* [Do this] Return each line in the listing below that contains the word "bundle".

* [Raw data]

begin

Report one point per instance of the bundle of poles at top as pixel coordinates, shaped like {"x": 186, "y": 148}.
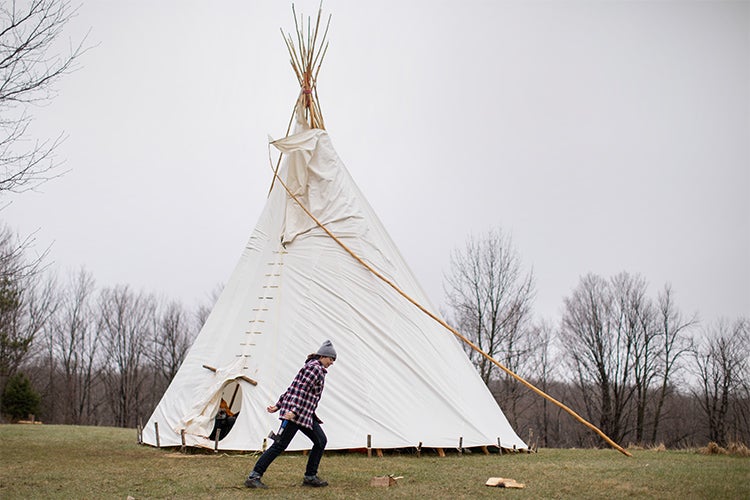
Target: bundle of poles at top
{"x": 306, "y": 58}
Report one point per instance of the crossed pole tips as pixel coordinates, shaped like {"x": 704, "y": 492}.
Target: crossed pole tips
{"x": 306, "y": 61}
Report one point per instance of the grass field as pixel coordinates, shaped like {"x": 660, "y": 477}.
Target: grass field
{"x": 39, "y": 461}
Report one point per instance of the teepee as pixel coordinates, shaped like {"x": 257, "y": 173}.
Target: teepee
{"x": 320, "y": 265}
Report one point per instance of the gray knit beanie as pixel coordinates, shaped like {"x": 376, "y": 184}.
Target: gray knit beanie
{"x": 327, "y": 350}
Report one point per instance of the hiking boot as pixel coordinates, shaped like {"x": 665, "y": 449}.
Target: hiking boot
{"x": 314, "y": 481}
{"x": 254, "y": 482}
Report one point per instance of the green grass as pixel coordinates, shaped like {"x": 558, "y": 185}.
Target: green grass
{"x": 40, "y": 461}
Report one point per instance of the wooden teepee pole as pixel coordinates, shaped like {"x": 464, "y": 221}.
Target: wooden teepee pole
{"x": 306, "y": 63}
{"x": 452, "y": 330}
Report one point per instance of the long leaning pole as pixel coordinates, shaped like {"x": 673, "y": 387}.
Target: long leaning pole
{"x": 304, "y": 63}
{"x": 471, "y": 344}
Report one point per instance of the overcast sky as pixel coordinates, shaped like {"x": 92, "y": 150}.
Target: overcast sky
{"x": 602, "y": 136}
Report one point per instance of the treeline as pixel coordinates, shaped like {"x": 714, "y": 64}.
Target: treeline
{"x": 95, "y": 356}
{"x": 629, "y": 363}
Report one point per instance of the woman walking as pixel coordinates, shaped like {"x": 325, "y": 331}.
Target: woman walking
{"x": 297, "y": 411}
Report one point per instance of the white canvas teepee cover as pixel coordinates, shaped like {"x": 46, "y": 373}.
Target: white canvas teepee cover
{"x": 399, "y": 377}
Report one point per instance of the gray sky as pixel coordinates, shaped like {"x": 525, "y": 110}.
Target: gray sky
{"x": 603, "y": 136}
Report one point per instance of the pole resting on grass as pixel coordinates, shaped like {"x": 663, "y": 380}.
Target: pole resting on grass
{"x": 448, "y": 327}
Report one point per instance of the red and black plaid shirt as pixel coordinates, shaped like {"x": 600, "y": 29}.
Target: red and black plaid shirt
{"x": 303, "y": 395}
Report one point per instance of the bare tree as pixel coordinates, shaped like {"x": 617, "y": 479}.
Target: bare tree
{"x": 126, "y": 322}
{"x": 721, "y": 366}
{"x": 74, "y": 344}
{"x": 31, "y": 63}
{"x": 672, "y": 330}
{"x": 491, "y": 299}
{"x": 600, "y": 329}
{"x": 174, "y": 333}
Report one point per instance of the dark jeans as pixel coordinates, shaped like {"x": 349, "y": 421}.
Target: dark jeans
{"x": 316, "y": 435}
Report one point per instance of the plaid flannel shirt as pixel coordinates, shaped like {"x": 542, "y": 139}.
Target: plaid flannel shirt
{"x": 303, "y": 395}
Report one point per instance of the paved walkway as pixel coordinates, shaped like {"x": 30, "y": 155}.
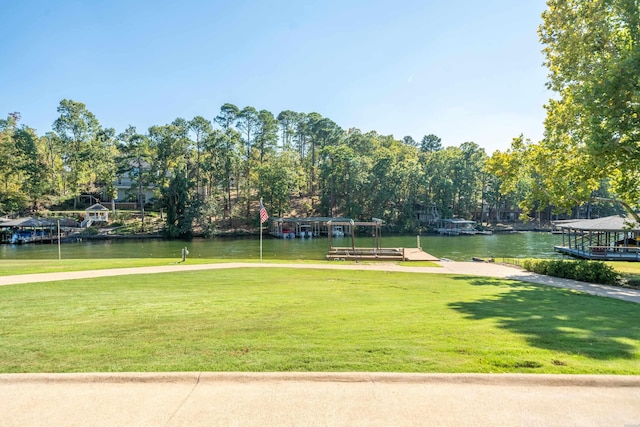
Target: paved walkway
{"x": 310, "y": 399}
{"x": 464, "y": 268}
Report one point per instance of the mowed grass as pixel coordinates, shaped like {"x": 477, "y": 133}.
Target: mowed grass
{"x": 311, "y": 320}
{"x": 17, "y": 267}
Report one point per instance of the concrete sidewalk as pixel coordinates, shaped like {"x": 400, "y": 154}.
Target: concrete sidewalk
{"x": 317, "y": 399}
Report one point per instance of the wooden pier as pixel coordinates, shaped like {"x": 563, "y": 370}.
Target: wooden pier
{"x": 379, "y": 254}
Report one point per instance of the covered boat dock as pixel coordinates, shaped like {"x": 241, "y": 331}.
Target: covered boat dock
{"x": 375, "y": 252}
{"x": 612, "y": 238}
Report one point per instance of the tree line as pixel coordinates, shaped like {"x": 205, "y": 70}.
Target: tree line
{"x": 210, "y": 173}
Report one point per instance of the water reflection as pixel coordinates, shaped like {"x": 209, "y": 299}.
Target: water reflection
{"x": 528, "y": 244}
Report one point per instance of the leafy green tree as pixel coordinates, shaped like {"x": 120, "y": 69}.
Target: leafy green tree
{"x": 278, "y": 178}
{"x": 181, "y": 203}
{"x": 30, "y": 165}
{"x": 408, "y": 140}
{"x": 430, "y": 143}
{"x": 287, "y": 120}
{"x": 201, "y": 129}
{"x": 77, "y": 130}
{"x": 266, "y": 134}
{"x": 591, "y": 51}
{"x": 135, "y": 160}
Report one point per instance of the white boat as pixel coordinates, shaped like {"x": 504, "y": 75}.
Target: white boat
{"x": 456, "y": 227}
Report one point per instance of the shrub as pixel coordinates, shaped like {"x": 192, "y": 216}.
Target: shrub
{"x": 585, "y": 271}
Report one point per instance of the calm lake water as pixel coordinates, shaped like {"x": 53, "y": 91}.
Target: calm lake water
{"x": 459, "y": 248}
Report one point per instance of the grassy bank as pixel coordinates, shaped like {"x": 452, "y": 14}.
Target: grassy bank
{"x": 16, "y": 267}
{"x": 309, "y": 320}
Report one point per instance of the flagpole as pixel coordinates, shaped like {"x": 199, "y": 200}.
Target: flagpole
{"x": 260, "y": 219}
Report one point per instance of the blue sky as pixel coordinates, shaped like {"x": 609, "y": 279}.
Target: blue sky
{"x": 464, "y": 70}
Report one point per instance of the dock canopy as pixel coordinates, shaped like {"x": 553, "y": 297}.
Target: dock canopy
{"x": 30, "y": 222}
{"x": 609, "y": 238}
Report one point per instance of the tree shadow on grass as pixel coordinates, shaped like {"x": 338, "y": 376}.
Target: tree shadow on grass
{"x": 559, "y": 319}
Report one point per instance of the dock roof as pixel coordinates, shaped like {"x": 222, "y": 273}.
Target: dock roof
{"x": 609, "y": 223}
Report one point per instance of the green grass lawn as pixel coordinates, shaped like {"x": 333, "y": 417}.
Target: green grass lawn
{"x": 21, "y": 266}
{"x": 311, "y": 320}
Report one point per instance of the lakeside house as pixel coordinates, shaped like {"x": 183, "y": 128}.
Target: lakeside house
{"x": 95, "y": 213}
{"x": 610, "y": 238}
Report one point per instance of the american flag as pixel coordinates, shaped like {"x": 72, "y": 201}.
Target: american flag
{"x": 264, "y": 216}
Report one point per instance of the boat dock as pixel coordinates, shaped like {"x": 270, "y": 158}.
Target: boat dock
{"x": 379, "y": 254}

end
begin

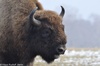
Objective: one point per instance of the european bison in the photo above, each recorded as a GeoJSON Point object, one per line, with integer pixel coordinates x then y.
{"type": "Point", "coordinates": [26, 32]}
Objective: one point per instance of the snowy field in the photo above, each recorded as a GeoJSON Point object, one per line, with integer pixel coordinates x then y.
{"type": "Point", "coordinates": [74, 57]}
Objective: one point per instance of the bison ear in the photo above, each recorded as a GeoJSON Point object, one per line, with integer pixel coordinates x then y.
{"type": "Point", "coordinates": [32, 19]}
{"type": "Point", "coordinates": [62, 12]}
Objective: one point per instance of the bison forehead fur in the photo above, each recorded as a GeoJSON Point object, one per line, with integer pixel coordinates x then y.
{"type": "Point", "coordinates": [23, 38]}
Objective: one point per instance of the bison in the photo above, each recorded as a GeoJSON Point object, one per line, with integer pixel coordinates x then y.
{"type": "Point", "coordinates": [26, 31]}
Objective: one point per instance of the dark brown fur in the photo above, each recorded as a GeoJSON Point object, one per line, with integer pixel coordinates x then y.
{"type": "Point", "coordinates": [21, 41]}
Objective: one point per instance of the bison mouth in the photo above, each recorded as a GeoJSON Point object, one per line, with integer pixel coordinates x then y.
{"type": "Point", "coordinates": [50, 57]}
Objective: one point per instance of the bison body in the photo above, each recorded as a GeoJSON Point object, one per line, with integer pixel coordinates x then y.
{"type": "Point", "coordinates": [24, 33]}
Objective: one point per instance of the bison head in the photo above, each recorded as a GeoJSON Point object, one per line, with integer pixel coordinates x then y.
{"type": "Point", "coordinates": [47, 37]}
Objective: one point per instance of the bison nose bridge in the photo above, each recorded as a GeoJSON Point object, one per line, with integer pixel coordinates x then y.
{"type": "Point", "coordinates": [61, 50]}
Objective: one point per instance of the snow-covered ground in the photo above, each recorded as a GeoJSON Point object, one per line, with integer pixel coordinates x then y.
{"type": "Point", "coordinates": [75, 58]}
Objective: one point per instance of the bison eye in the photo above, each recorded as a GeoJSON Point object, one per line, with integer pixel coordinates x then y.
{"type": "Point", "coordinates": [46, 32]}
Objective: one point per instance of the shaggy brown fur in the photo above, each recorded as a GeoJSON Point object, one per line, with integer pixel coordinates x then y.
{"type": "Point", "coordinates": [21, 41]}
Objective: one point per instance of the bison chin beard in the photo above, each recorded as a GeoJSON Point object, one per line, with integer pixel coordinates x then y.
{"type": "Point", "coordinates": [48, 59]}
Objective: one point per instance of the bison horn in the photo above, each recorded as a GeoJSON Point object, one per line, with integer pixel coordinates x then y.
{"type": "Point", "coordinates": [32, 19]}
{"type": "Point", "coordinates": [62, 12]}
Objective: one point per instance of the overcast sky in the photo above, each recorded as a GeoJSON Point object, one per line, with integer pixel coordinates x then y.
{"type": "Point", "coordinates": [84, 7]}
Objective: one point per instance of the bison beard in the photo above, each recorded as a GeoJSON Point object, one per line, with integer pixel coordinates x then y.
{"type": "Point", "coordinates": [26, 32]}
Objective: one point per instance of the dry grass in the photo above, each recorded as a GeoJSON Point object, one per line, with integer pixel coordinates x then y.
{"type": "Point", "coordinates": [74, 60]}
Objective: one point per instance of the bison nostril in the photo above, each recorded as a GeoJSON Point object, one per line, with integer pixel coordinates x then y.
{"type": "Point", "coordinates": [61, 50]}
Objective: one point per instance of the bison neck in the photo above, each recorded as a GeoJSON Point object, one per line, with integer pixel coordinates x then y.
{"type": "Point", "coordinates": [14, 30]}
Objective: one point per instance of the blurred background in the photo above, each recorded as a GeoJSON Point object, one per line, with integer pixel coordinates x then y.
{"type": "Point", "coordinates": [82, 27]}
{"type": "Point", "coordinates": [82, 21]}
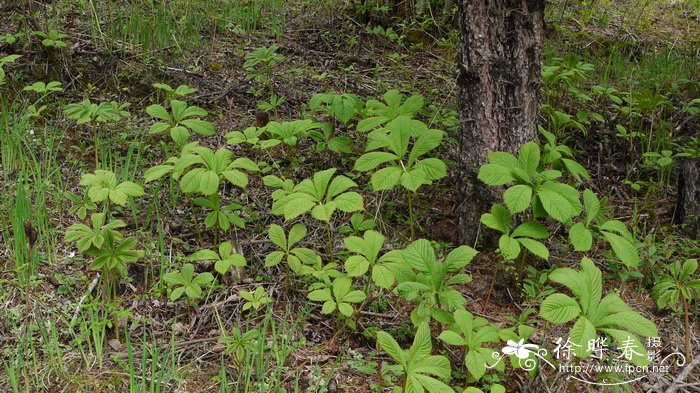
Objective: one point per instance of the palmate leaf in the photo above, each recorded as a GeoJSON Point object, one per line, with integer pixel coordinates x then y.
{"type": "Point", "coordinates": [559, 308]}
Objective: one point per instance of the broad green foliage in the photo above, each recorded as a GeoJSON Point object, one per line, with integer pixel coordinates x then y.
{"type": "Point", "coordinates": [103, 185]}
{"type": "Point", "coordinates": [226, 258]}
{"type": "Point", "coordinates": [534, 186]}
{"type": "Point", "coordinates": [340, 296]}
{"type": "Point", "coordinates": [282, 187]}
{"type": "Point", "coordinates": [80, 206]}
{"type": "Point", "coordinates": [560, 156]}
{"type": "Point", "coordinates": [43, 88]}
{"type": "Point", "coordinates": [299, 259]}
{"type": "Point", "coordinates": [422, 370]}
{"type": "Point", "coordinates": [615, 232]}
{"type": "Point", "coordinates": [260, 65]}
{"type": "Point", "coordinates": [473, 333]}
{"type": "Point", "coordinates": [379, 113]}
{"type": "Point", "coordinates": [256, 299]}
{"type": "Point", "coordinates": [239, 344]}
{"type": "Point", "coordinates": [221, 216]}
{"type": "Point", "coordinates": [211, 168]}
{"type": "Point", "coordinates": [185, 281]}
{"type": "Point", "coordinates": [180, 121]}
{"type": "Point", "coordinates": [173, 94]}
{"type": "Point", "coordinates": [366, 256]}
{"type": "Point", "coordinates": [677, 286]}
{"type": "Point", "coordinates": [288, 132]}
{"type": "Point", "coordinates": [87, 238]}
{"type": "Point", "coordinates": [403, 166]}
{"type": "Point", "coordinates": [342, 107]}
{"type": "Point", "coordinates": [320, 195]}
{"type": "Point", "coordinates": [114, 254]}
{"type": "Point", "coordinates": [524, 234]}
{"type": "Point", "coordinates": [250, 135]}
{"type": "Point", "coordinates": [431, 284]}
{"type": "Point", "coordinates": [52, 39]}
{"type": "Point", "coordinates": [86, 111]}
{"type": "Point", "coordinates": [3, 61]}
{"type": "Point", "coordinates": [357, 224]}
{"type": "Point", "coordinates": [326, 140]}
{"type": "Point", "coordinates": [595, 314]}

end

* [Exercise answer]
Report one point per instance of the bundle of poles at top as pixel coordinates, shaped like {"x": 186, "y": 148}.
Target: bundle of poles at top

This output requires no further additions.